You can come to any conclusion you'd like. Just like I can point out your
obvious hypocrisy. You demand far more evidence from others than you present
for your own stance. The Mueller Report and Senate Intelligence Report each
investigated this allegation and found it to be non-credible [1].

Mueller Report:

"Special Counsel Robert Mueller’s final report said WikiLeaks founder Julian
Assange had made statements “designed to obscure” the source of the DNC leaks
and of having “implied falsely” that Rich was his source."

Senate Intelligence Report:

"One narrative from Assange involved a conspiracy theory that Seth Rich, a DNC
staffer killed in a botched robbery, was the source of the DNC email leak and
had been murdered in response. On August 9, Assange gave an interview on Dutch
television implying that Rich was the source of the DNC emails, and that day
WikiLeaks announced that it would be issuing a reward for information about
Rich’s murder. In a subsequent interview, Assange commented about the
WikiLeaks interest in the Rich case as concerning “someone who’s potentially
connected to our publication.”

The bipartisan Senate report was unequivocal about the factual basis for this
theory: “The Committee found that no credible evidence supports this
narrative.”"

[1] [https://www.rollingstone.com/politics/politics-
news/senate-i...](https://www.rollingstone.com/politics/politics-news/senate-
intelligence-russia-report-seth-rich-wikileaks-1046134/)
- - - - - - -
WORK INSTRUCTIONS:
a - Transcribe the portion of the forum comment between "The bipartisan Senate" and "intelligence-russia-report-seth-rich-wikileaks-1046134/)", inclusive.
b - Render this sentence from the forum comment in Spanish: "You demand far more evidence from others than you present for your own stance."
The records are not needed for this work.

Excerpts from location labeling data:
- - - - - - -
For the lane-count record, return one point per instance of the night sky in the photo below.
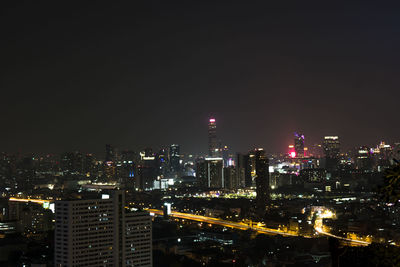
(146, 73)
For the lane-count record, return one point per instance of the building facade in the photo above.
(101, 232)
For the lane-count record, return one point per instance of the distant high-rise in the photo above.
(331, 148)
(299, 145)
(210, 173)
(110, 156)
(101, 232)
(260, 173)
(213, 150)
(174, 157)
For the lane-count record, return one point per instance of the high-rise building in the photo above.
(174, 157)
(101, 232)
(110, 154)
(331, 148)
(241, 163)
(210, 173)
(260, 173)
(213, 149)
(299, 145)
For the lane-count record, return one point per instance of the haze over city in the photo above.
(150, 73)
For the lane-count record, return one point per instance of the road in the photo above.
(217, 221)
(234, 225)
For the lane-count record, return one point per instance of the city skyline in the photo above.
(145, 75)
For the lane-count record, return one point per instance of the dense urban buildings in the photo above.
(99, 208)
(101, 232)
(199, 133)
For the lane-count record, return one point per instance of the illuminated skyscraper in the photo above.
(110, 155)
(331, 147)
(260, 173)
(210, 173)
(174, 157)
(101, 232)
(299, 145)
(213, 150)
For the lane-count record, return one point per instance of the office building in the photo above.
(101, 232)
(331, 148)
(299, 145)
(210, 173)
(213, 149)
(260, 173)
(174, 158)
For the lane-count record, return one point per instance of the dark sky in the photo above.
(147, 73)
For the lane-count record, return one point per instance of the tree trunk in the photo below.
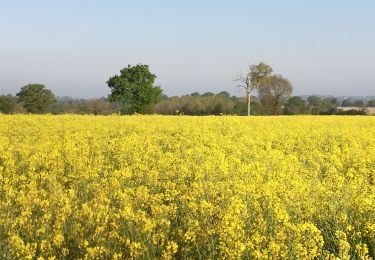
(248, 103)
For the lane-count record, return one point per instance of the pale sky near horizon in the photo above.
(74, 46)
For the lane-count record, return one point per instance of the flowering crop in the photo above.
(187, 187)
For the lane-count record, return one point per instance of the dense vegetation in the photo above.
(149, 187)
(195, 104)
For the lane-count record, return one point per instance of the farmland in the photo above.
(187, 187)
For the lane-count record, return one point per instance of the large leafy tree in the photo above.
(35, 98)
(134, 87)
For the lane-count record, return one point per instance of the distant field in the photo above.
(150, 187)
(370, 110)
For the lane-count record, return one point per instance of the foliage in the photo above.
(296, 106)
(35, 98)
(7, 103)
(149, 187)
(371, 103)
(135, 88)
(255, 77)
(274, 93)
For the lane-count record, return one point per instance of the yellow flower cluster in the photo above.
(150, 187)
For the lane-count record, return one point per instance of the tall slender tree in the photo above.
(254, 78)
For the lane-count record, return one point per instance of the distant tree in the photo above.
(35, 98)
(371, 103)
(347, 103)
(208, 94)
(18, 109)
(7, 103)
(274, 93)
(328, 106)
(295, 106)
(134, 87)
(314, 104)
(224, 94)
(253, 79)
(195, 94)
(358, 103)
(314, 101)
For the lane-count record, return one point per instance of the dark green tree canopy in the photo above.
(7, 103)
(135, 88)
(35, 98)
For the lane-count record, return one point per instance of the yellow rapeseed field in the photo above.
(187, 187)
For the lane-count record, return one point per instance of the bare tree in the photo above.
(253, 79)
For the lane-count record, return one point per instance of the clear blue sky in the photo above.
(73, 47)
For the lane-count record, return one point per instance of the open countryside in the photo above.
(188, 129)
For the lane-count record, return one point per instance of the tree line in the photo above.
(133, 91)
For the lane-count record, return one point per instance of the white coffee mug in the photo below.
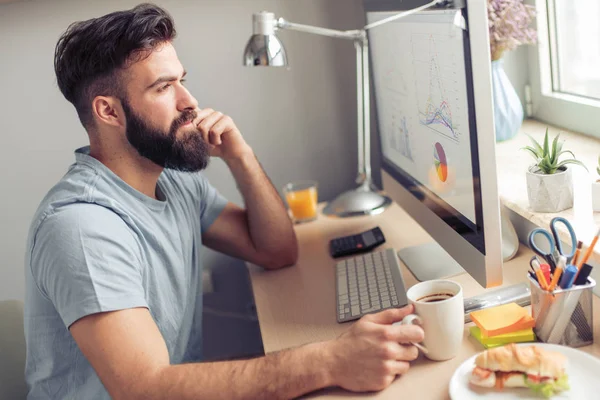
(440, 310)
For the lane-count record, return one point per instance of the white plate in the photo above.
(581, 367)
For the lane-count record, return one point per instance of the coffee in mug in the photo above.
(432, 298)
(439, 309)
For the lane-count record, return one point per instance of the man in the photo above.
(114, 252)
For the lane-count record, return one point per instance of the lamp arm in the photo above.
(352, 34)
(404, 14)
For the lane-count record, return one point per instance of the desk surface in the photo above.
(296, 305)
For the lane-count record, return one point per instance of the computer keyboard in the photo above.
(368, 283)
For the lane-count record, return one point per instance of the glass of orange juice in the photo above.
(301, 197)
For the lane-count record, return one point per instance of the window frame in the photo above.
(572, 112)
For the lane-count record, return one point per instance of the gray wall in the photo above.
(288, 116)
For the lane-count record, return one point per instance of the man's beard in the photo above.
(188, 153)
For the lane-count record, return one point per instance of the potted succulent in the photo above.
(596, 190)
(549, 180)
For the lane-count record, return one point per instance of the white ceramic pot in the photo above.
(550, 193)
(596, 196)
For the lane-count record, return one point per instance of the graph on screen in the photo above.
(440, 162)
(400, 137)
(436, 83)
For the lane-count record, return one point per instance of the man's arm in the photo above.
(128, 353)
(262, 232)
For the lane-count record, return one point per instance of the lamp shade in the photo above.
(266, 51)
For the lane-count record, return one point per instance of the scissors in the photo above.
(554, 243)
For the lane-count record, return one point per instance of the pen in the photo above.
- - - - - - -
TASK-BY-TASK SOLUTIONS:
a -
The bipartisan Senate report was unequivocal about the factual basis for this
theory: “The Committee found that no credible evidence supports this
narrative.”"

[1] [https://www.rollingstone.com/politics/politics-
news/senate-i...](https://www.rollingstone.com/politics/politics-news/senate-
intelligence-russia-report-seth-rich-wikileaks-1046134/)

b - Exiges a los demás mucha más evidencia de la que presentas para respaldar tu propia postura.